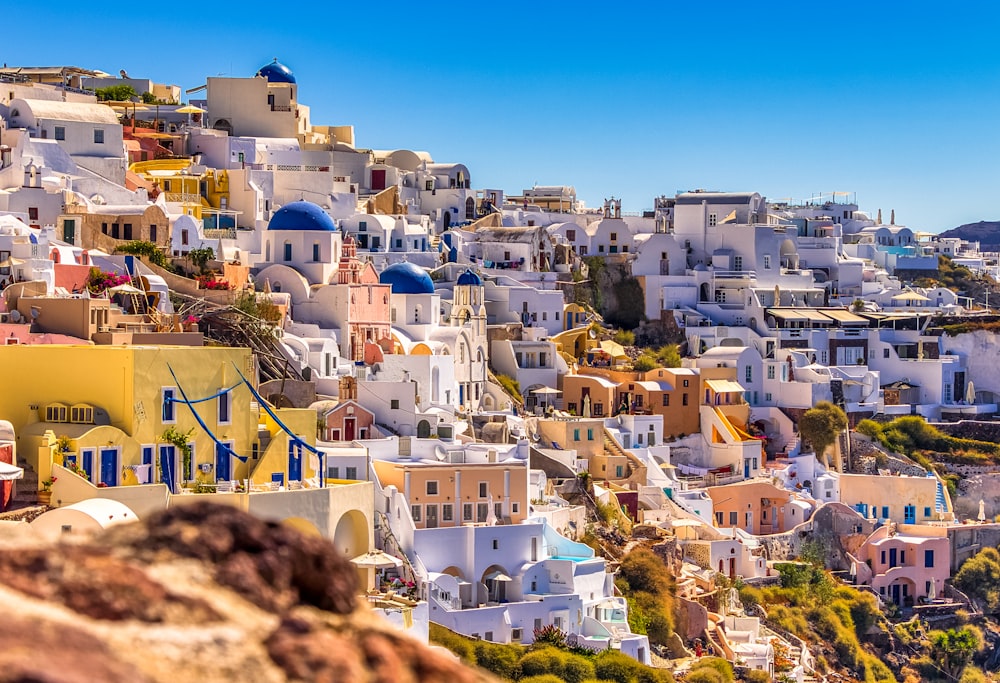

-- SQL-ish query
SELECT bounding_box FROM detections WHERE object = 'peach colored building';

[854,527,950,607]
[373,457,529,529]
[561,374,616,418]
[323,400,374,442]
[705,481,807,536]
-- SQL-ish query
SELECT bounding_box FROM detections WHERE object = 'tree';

[94,84,138,102]
[798,401,847,467]
[929,627,983,680]
[954,547,1000,612]
[140,91,158,104]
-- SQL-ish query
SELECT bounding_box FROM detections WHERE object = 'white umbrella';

[108,283,144,295]
[979,499,987,523]
[484,569,512,582]
[0,460,23,481]
[966,381,976,404]
[0,257,25,268]
[486,494,498,526]
[350,550,403,569]
[531,387,562,395]
[583,394,592,418]
[927,578,937,602]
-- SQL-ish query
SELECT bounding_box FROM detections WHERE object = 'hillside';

[0,503,496,683]
[939,221,1000,248]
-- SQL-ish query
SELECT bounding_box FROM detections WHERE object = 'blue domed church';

[260,201,342,285]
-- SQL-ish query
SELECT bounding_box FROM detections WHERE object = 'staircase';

[11,457,39,509]
[935,480,947,514]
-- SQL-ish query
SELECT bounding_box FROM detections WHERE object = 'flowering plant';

[195,275,231,290]
[42,477,57,492]
[85,268,132,295]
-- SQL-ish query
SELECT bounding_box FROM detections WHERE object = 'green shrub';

[114,240,169,268]
[429,623,476,664]
[474,641,521,679]
[519,676,565,683]
[519,647,565,678]
[689,657,733,682]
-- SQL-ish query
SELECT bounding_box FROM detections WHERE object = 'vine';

[161,426,195,477]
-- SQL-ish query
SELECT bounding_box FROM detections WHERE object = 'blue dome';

[380,262,435,295]
[457,269,482,286]
[256,59,296,84]
[267,201,336,232]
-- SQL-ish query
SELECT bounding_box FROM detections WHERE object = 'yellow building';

[0,345,318,493]
[130,158,232,221]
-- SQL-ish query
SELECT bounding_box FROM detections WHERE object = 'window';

[28,207,39,221]
[729,511,738,525]
[610,232,617,241]
[93,129,104,144]
[566,229,576,241]
[924,507,932,518]
[745,366,752,383]
[492,539,499,550]
[149,225,157,243]
[111,223,120,239]
[881,506,889,519]
[463,503,473,521]
[426,481,439,496]
[716,512,724,525]
[359,220,367,231]
[573,428,580,441]
[682,394,689,406]
[443,504,453,521]
[767,365,775,380]
[345,466,357,480]
[683,379,690,388]
[162,388,176,422]
[411,505,421,522]
[477,503,489,522]
[101,222,108,235]
[495,502,503,518]
[45,405,68,422]
[54,126,65,141]
[763,255,771,269]
[218,390,231,424]
[512,502,519,514]
[390,399,399,409]
[765,392,772,402]
[598,245,605,252]
[479,482,488,498]
[708,213,718,227]
[587,428,594,441]
[283,242,292,261]
[312,243,320,261]
[925,549,935,568]
[330,467,340,478]
[511,628,523,642]
[883,348,890,358]
[715,289,726,303]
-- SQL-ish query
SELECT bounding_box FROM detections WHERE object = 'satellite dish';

[435,445,448,461]
[29,307,40,319]
[9,310,21,323]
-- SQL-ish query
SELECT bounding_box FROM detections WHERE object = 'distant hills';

[939,220,1000,248]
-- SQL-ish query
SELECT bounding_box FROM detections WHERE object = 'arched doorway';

[466,197,476,220]
[480,564,512,605]
[443,211,451,230]
[213,119,233,135]
[417,420,431,438]
[700,283,711,302]
[333,509,369,558]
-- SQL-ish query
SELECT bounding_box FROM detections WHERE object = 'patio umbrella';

[350,550,403,570]
[0,460,24,481]
[484,569,512,582]
[0,257,25,268]
[175,104,206,127]
[583,394,592,418]
[966,380,976,404]
[108,283,144,295]
[927,579,936,602]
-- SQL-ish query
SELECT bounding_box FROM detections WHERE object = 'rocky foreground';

[0,502,496,683]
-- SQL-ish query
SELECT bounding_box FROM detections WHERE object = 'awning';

[891,291,930,301]
[766,308,808,320]
[706,379,745,393]
[484,570,512,582]
[797,310,834,323]
[531,386,562,395]
[0,461,23,481]
[822,309,868,324]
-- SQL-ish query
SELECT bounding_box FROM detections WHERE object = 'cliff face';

[0,502,495,683]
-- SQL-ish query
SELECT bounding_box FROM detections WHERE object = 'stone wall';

[849,433,927,476]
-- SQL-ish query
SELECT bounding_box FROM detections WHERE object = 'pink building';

[323,377,375,441]
[853,527,950,607]
[337,237,391,362]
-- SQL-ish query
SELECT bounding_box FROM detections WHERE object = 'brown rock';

[0,615,153,683]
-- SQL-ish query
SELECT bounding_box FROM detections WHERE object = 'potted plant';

[38,477,56,506]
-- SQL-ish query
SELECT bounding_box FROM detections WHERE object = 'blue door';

[99,448,117,487]
[82,450,94,482]
[889,548,897,568]
[904,505,916,524]
[159,445,177,494]
[215,442,230,482]
[744,459,750,479]
[271,472,285,487]
[287,442,302,482]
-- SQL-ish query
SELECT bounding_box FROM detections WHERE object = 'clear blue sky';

[8,1,1000,231]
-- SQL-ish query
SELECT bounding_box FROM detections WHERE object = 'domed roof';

[256,59,296,84]
[267,201,336,232]
[457,269,482,286]
[380,262,435,295]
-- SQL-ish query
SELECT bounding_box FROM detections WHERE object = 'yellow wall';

[0,345,313,490]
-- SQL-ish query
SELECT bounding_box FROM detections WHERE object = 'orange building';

[373,454,528,529]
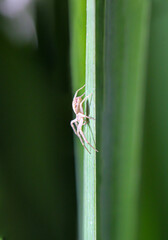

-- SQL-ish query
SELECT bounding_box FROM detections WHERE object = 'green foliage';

[96,0,151,240]
[139,2,168,239]
[108,1,151,240]
[0,1,168,240]
[69,0,86,239]
[83,0,96,239]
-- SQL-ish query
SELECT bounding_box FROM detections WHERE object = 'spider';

[70,84,98,154]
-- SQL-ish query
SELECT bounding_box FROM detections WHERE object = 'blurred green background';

[0,0,168,240]
[0,1,76,239]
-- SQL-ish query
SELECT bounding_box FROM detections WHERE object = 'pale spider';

[70,84,98,154]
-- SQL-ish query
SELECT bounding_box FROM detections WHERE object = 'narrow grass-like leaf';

[83,0,96,240]
[69,0,86,90]
[108,1,151,240]
[96,0,105,239]
[69,1,86,239]
[139,2,168,239]
[96,0,151,240]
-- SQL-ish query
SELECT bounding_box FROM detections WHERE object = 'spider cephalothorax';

[70,84,98,154]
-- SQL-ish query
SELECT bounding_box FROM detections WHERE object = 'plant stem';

[83,0,96,239]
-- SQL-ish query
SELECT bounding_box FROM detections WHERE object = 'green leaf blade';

[83,0,96,240]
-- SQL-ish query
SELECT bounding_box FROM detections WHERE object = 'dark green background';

[0,1,76,239]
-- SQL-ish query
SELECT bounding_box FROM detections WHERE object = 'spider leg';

[79,92,85,98]
[70,119,78,135]
[77,118,84,134]
[78,133,91,154]
[83,120,87,125]
[73,84,85,100]
[80,93,92,106]
[77,113,95,120]
[74,123,91,154]
[80,129,98,152]
[79,93,92,112]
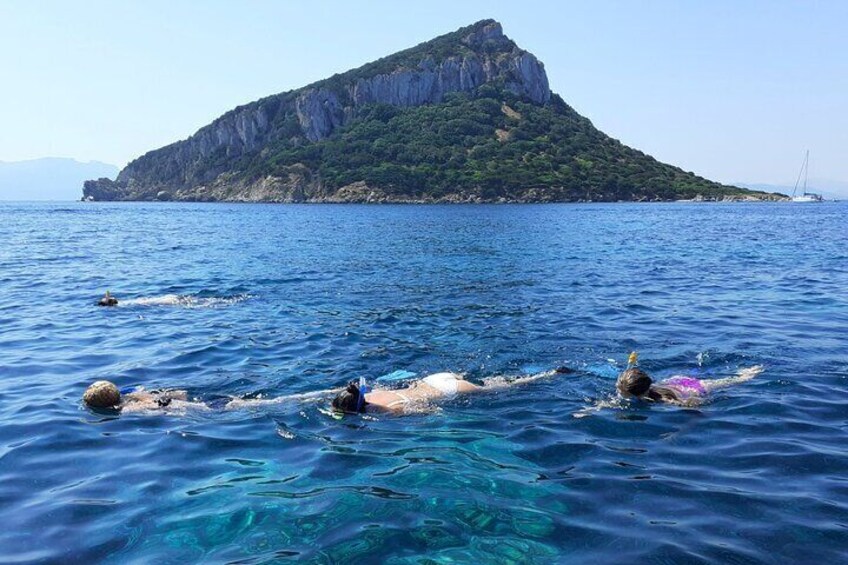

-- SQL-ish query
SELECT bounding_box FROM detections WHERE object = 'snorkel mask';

[328,377,371,420]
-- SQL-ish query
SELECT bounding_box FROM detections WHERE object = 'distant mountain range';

[84,20,780,203]
[1,158,117,201]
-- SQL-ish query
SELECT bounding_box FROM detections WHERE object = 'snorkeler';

[615,357,763,406]
[97,291,118,307]
[82,380,205,412]
[331,367,574,415]
[82,379,345,413]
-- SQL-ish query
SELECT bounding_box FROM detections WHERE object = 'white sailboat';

[790,150,823,202]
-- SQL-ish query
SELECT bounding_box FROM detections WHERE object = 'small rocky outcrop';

[83,178,127,201]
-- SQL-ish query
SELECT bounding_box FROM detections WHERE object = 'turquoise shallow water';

[0,201,846,563]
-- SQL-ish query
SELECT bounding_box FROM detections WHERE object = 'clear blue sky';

[2,0,846,193]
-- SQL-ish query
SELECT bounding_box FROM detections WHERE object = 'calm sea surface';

[0,201,846,563]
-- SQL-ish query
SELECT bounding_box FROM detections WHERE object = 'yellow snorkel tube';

[627,351,638,369]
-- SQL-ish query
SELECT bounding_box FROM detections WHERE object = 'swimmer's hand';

[737,365,764,381]
[701,365,764,393]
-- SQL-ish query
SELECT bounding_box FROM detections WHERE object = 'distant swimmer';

[616,352,762,406]
[331,367,575,416]
[97,291,118,307]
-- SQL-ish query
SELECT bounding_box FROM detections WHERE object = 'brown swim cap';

[83,381,121,408]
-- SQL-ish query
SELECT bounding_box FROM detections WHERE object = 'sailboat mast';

[803,150,809,195]
[792,151,805,197]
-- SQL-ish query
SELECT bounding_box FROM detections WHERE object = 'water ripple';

[0,202,847,562]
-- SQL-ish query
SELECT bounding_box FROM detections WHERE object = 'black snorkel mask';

[329,376,371,420]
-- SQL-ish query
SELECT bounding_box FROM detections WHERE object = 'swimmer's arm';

[573,397,617,418]
[701,365,763,393]
[124,389,187,401]
[224,387,344,410]
[162,390,188,401]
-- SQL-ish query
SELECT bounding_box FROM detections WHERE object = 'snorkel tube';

[356,376,371,412]
[98,290,119,307]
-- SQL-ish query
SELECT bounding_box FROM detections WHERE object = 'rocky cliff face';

[295,46,548,143]
[86,20,550,200]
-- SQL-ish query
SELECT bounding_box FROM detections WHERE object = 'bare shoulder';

[124,391,155,403]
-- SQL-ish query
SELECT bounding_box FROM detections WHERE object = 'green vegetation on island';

[240,87,758,202]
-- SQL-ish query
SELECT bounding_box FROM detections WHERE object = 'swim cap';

[83,381,121,408]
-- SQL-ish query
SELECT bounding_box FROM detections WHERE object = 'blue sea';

[1,201,846,563]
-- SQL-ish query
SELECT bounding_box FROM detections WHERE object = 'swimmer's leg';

[701,365,763,393]
[482,367,572,390]
[455,380,482,394]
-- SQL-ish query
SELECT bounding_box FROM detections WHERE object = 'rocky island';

[84,20,779,203]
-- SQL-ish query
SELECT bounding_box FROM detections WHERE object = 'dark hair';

[646,385,682,403]
[616,368,653,397]
[332,381,367,413]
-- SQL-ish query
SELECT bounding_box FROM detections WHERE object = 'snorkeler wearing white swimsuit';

[342,372,472,413]
[332,368,574,415]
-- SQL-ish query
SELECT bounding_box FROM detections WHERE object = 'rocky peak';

[292,20,550,140]
[462,20,505,47]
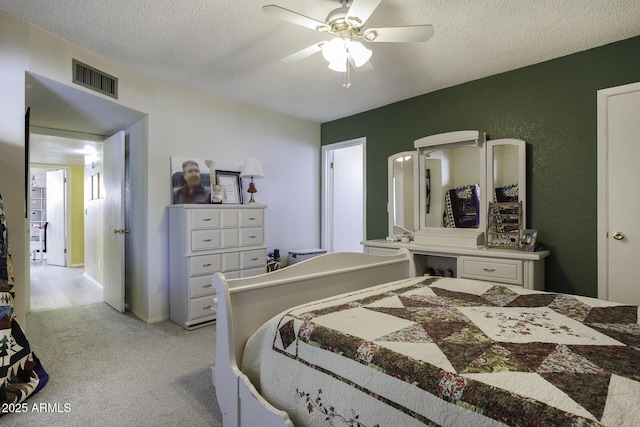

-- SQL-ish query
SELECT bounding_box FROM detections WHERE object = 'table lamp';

[241,158,264,203]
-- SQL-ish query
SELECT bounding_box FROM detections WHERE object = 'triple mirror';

[387,131,526,246]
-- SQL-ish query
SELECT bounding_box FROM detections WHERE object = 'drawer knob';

[483,268,496,273]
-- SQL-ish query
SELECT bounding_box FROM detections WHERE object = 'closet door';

[597,82,640,305]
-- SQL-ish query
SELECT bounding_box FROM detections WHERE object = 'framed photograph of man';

[170,157,213,204]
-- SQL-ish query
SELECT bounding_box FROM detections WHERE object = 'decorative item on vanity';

[241,158,264,204]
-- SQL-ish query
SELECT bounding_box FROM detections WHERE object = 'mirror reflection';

[492,145,519,202]
[423,146,480,228]
[389,152,416,235]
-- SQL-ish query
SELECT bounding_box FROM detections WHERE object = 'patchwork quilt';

[0,195,48,409]
[242,276,640,427]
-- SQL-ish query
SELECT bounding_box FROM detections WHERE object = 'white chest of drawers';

[169,204,267,329]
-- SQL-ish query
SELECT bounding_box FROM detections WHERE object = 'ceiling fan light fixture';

[347,40,372,67]
[321,37,347,64]
[328,59,348,72]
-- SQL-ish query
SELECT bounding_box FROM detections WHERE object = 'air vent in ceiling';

[72,59,118,98]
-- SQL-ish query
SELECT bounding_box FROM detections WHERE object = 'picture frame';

[170,156,213,204]
[520,229,538,252]
[215,170,243,204]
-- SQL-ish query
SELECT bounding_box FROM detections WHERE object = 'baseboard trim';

[82,273,103,290]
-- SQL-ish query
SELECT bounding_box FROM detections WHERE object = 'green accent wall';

[321,36,640,297]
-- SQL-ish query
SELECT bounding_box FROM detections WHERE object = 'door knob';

[612,231,625,241]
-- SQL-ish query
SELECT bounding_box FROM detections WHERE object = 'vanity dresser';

[363,131,549,290]
[168,204,267,329]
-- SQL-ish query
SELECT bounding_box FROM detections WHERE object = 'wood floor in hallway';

[30,261,103,311]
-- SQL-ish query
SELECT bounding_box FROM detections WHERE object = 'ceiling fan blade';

[281,43,323,63]
[363,25,434,43]
[346,0,382,27]
[262,5,329,32]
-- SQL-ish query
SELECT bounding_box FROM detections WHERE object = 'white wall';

[0,13,321,324]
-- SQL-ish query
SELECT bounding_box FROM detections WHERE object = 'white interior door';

[597,82,640,305]
[322,139,365,253]
[45,169,66,266]
[103,131,126,312]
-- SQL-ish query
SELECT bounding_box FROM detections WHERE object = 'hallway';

[30,262,103,311]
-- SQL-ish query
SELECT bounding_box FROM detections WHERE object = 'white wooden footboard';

[212,250,413,427]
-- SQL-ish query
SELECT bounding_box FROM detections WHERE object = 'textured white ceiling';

[3,0,640,124]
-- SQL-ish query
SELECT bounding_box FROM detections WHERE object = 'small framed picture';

[520,229,538,252]
[215,170,243,204]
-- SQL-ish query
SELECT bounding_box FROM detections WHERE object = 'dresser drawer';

[242,248,267,269]
[458,256,523,285]
[222,252,240,271]
[189,254,221,276]
[221,229,240,248]
[240,228,263,246]
[239,210,263,227]
[189,209,220,229]
[190,296,216,320]
[220,209,239,228]
[189,275,215,298]
[191,229,221,251]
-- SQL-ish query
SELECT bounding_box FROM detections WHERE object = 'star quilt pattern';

[268,277,640,426]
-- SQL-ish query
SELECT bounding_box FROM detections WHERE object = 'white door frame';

[321,137,366,252]
[596,81,640,300]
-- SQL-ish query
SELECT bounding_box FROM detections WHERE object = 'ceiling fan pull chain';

[343,60,351,88]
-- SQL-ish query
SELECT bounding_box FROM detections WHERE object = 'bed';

[212,250,640,427]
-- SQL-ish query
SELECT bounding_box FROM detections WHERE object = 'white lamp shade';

[321,37,347,64]
[347,41,372,68]
[241,158,264,179]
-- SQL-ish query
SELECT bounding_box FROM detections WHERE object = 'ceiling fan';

[263,0,434,87]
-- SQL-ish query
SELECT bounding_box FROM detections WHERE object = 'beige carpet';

[6,302,223,426]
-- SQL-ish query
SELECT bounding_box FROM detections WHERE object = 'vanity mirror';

[387,151,418,238]
[487,139,526,228]
[387,132,527,248]
[414,131,487,247]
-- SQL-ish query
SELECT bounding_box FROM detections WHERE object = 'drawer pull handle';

[483,268,496,273]
[248,235,256,239]
[201,218,212,222]
[202,239,212,242]
[202,263,212,267]
[250,257,259,261]
[202,305,213,310]
[248,217,256,220]
[203,284,212,288]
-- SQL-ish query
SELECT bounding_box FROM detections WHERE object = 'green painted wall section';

[321,36,640,297]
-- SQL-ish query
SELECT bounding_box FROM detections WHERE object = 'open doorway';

[26,71,145,313]
[321,138,366,252]
[29,139,103,311]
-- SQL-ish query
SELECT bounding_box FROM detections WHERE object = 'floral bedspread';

[242,276,640,427]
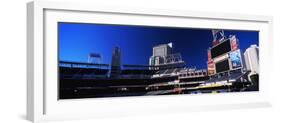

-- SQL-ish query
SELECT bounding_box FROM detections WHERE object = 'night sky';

[59,22,259,69]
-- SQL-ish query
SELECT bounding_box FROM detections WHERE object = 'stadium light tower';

[167,42,173,48]
[88,53,102,64]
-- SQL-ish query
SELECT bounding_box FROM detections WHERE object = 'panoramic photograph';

[58,22,259,99]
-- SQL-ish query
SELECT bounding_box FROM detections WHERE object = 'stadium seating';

[121,69,155,75]
[60,67,109,79]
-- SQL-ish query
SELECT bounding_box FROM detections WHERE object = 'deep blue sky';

[59,22,258,69]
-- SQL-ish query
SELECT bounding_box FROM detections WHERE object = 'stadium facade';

[243,45,259,89]
[244,45,259,74]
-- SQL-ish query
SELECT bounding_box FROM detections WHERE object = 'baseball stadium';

[59,23,259,99]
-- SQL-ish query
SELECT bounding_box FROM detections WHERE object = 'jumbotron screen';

[215,59,230,73]
[211,39,231,59]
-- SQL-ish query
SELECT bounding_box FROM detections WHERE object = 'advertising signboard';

[229,50,242,69]
[230,35,239,51]
[207,50,215,75]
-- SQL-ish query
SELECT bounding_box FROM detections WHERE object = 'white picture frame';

[27,1,273,122]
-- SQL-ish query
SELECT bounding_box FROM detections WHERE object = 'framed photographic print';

[27,1,273,122]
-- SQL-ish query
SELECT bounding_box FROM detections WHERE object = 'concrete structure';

[149,43,173,66]
[149,42,185,71]
[244,44,259,74]
[110,47,122,78]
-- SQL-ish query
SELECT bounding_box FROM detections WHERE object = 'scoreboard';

[215,59,230,73]
[208,35,242,75]
[211,39,231,59]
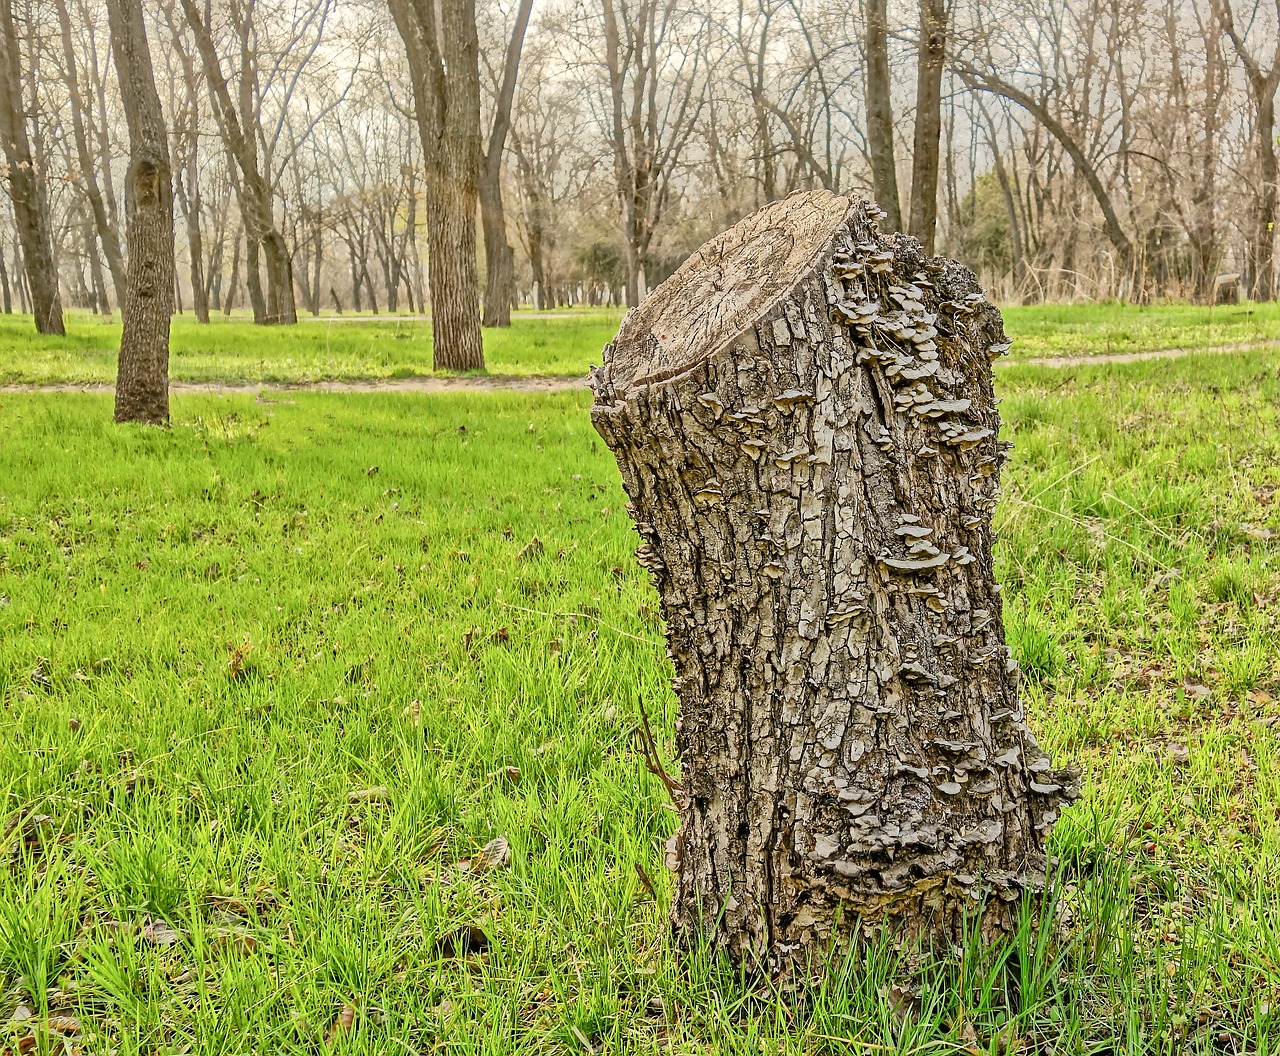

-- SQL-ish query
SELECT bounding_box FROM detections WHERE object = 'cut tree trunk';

[107,0,173,424]
[590,190,1079,969]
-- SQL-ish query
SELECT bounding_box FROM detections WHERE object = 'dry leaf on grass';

[142,918,181,946]
[4,813,52,854]
[880,984,921,1022]
[47,1015,81,1035]
[464,836,511,873]
[212,929,259,955]
[325,1002,356,1045]
[434,924,491,959]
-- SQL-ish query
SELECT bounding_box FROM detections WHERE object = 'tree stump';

[590,190,1079,969]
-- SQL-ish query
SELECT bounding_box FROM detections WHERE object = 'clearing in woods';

[2,301,1280,385]
[1,347,1278,1051]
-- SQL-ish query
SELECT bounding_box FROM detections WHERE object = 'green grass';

[2,301,1279,386]
[1000,300,1280,360]
[2,352,1279,1052]
[0,309,625,384]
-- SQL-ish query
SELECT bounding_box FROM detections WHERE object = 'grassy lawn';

[2,301,1279,386]
[0,309,625,385]
[1001,300,1280,360]
[2,350,1279,1051]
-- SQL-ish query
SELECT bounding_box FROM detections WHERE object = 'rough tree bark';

[390,0,485,370]
[591,190,1078,968]
[107,0,174,424]
[0,0,64,334]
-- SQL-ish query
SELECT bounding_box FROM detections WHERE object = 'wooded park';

[1,0,1279,1052]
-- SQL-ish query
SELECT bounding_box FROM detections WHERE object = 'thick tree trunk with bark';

[591,191,1078,968]
[0,0,64,335]
[390,0,485,370]
[107,0,173,424]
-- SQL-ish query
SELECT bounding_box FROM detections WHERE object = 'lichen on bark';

[590,189,1080,970]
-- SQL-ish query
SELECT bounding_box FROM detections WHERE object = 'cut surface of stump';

[590,189,1079,969]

▶ _EXERCISE BRIEF_:
With the line containing "SELECT bounding_box FROM detections WHERE object = 'thick" as the start and the last line of the listing as the end, restate that stretch word for word and nothing else.

▶ _RESPONSE_:
SELECT bounding_box FROM detections WHERE object = 'thick tree trunk with bark';

[591,191,1078,968]
[0,0,64,335]
[390,0,485,370]
[107,0,173,424]
-- SQL-ish query
SELECT bounding_box FROM detections WHERE object = 'lichen on bark';

[590,189,1080,970]
-- SQL-ish query
SELECT bounding_box FROM detections WHERE object = 'cut surface of stump';

[590,189,1079,969]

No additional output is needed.